◆ Given exercise: Copy every line of the data exactly, leaving nothing out.

[Entries from a pointing dataset]
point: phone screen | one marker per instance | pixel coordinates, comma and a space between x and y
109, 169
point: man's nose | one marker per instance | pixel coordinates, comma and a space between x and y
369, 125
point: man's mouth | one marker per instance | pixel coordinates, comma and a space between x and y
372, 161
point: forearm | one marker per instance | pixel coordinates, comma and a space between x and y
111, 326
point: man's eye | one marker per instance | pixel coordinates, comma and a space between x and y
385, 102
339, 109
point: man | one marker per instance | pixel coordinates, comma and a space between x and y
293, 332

◆ Reply:
point: phone screen | one marker per instance | pixel coordinates, comma and a space between x and y
109, 169
point: man's nose | one marker per instance | pixel coordinates, comma and a space between x and y
369, 125
point: man's mouth | one marker per instance | pixel coordinates, comma and a space between x and y
372, 161
point: forearm | one marker per instance | pixel coordinates, comma and a space between x and y
111, 326
point: man's eye | one marker per instance | pixel coordinates, comma and a space between x and y
385, 102
339, 109
point: man | one marker per instance | pixel coordinates, comma and a space between x and y
293, 332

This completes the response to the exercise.